─── 节选原文
前两天看到院子子里有人用Python写了一个爬虫,爬拉勾网统计薪资等数据,所以我就想我是不是用C#也来一个爬虫
首先分析拉勾网
先选择一个.NET的,地点先统一选择北京
然后进入下面的这个页面
http://www.lagou.com/zhaopin/.NET/?labelWords=label
然后当我使劲刷新 上面这个地址的时候我发现,页面的头先出来的,中间的列表慢了一下,所以我猜测,当这个页面执行完成后通过AJAX加载第一页的信息。
然后我通过 fiddler 抓包验证我的猜想。
刷新一些这个页面抓到80个左右的包
其中第一个包返回的html基本没有什么用,起码暂时没有我想要的信息。
在这个包中,找到了我需要的信息,他返回的是一个JSON格式的数据。
{ "resubmitToken": null, "code": 0, "success": true, "requestId": null, "msg": null, "content": { "totalCount": 1007, "pageNo": 1, "pageSize": 15, "hasNextPage": true, "totalPageCount": 68, "currentPageNo": 1, "hasPreviousPage": false, "result": [ { "relScore": 965, "createTime": "2016-04-28 10:05:39", "companyId": 28818, "calcScore": false, "showOrder": 0, "haveDeliver": false, "positionName": ".NET/C#", "positionType": "后端开发", "workYear": "3-5年", "education": "本科", "jobNature": "全职", "companyShortName": "畅捷通信息技术股份有限公司", "city": "北京", "salary": "15k-25k", "financeStage": "上市公司", "positionId": 1765871, "companyLogo": "image1/M00/00/3F/CgYXBlTUXMOADN_rAADQYzTeBQE385.jpg", "positionFirstType": "技术", "companyName": "畅捷通", "positionAdvantage": "上市公司 免费班车 20-35W 春节14天假", "industryField": "移动互联网 · 企业服务", "companyLabelList": [ "技能培训", "节日礼物", "绩效奖金", "岗位晋升" ], "score": 1323, "deliverCount": 7, "leaderName": "曾志勇", "companySize": "500-2000人", "countAdjusted": false, "adjustScore": 48, "randomScore": 0, "orderBy": 99, "adWord": 1, "formatCreateTime": "2016-04-28", "imstate": "disabled", "createTimeSort": 1461809139000, "positonTypesMap": null, "hrScore": 53, "flowScore": 158, "showCount": 722, "pvScore": 12.26185956183834, "plus": "是", "searchScore": 0, "totalCount": 0 }, ], "start": 0 } }
反序列化后并且干掉一部分多余的数据,得到上面的这个串
JSON串和页面上展示的信息一对,证明了我的猜想是对的。
──────
_任务要求_.
a) 判断下列说法是否符合这篇关于拉勾网爬虫的节选,每条回答“是”或“否”,并一字不差地引用原文中起决定作用的词句。(i) 作者在拉勾网上统一选择的地点是北京。(ii) 刷新页面时大约抓到了80个包。(iii) 第一个包返回的html里含有作者想要的信息。
b) 原样输出这篇关于拉勾网爬虫的节选中从“前两天看到院子子里有人用Py”到“然后我通过 fiddler 抓包验证我的猜想。”的部分,首尾两处都包括在内。
─── 已知信息
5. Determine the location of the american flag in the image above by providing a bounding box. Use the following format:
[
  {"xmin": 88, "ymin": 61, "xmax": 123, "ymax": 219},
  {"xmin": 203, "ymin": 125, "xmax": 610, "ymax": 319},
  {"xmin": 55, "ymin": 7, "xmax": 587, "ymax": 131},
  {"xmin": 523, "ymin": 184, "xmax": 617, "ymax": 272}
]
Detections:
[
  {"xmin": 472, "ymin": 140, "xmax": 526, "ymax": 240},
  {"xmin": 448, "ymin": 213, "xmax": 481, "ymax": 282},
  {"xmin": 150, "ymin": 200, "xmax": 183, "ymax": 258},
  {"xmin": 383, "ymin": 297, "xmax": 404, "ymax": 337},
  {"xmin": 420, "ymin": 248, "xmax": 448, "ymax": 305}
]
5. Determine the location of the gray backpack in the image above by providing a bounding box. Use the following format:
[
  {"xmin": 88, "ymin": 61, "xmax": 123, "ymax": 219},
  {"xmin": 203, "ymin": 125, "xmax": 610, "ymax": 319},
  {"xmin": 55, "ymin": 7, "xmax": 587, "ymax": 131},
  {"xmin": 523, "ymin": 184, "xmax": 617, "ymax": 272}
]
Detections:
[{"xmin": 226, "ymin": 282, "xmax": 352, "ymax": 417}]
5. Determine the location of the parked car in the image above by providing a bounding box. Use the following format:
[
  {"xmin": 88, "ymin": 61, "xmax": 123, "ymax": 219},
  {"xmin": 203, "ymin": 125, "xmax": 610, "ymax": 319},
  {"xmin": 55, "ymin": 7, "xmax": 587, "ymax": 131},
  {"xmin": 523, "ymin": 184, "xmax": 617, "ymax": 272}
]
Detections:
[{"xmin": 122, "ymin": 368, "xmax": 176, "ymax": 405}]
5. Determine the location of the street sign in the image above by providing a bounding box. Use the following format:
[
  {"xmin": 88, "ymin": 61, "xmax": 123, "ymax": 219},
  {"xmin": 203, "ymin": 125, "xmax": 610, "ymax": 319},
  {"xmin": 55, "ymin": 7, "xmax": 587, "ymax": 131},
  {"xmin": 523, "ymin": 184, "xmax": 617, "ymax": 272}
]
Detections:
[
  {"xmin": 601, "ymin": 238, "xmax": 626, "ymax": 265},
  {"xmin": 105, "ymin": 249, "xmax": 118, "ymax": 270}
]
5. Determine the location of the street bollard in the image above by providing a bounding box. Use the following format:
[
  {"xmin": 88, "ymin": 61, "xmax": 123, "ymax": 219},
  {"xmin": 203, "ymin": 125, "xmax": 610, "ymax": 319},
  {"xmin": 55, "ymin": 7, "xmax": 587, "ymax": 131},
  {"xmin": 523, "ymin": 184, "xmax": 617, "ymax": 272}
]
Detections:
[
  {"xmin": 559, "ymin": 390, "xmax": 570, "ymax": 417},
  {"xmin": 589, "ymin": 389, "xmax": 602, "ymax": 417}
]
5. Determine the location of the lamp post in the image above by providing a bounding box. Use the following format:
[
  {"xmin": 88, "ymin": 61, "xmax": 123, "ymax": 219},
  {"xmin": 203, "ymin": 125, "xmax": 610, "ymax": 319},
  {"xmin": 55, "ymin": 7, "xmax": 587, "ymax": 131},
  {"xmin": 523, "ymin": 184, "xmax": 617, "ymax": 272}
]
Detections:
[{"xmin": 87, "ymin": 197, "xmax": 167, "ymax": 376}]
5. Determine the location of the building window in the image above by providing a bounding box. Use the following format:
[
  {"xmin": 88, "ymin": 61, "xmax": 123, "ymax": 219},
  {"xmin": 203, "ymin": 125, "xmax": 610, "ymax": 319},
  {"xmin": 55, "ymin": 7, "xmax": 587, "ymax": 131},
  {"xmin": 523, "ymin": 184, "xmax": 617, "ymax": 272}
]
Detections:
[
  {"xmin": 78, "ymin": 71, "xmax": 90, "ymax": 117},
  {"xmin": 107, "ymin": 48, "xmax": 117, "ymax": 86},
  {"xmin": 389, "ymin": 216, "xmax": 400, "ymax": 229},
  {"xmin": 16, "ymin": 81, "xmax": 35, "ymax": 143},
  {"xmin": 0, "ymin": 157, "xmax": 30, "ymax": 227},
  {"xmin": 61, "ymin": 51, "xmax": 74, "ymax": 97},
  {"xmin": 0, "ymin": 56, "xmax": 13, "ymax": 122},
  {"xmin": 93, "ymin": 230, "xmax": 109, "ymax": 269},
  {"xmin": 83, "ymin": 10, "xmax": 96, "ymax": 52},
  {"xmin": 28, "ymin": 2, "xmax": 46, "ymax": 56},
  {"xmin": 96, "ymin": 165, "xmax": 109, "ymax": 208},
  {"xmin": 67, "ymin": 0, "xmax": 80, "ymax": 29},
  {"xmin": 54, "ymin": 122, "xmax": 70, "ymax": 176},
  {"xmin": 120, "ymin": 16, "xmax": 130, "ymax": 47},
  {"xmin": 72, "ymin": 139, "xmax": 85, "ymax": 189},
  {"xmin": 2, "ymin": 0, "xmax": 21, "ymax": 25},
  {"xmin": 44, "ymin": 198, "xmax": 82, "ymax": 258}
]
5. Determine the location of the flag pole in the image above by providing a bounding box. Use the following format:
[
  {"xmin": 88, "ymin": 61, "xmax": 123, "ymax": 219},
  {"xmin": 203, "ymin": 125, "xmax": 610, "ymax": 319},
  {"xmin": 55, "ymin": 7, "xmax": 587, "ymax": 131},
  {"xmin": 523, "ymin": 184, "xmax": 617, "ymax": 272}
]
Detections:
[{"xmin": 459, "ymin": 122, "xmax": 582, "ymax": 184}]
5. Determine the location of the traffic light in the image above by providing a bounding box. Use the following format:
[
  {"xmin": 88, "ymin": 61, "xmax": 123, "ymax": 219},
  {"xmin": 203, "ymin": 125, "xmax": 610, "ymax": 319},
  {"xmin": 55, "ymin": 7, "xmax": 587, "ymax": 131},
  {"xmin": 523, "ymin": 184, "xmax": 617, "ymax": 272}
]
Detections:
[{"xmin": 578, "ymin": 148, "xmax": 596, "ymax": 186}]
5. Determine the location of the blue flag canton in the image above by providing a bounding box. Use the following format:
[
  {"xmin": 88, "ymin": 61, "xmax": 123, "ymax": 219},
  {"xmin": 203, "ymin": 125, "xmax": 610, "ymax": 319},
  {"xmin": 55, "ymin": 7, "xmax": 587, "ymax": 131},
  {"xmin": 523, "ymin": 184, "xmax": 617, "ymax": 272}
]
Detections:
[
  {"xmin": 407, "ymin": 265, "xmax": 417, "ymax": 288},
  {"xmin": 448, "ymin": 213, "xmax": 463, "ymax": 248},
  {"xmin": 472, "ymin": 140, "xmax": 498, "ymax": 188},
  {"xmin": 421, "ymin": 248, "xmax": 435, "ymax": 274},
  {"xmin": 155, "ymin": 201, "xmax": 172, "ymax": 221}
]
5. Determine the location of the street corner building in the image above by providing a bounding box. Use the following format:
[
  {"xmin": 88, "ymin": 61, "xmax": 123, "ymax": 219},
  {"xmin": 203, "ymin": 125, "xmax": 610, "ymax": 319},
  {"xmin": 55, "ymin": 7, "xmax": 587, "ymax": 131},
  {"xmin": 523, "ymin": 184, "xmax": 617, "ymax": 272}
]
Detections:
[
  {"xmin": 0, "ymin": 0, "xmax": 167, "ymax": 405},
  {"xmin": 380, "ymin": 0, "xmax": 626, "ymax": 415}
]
──────
_问题解答_.
a)
(i) 是。“地点先统一选择北京”
(ii) 是。“刷新一些这个页面抓到80个左右的包”
(iii) 否。“其中第一个包返回的html基本没有什么用,起码暂时没有我想要的信息”

b)
前两天看到院子子里有人用Python写了一个爬虫,爬拉勾网统计薪资等数据,所以我就想我是不是用C#也来一个爬虫
首先分析拉勾网
先选择一个.NET的,地点先统一选择北京
然后进入下面的这个页面
http://www.lagou.com/zhaopin/.NET/?labelWords=label
然后当我使劲刷新 上面这个地址的时候我发现,页面的头先出来的,中间的列表慢了一下,所以我猜测,当这个页面执行完成后通过AJAX加载第一页的信息。
然后我通过 fiddler 抓包验证我的猜想。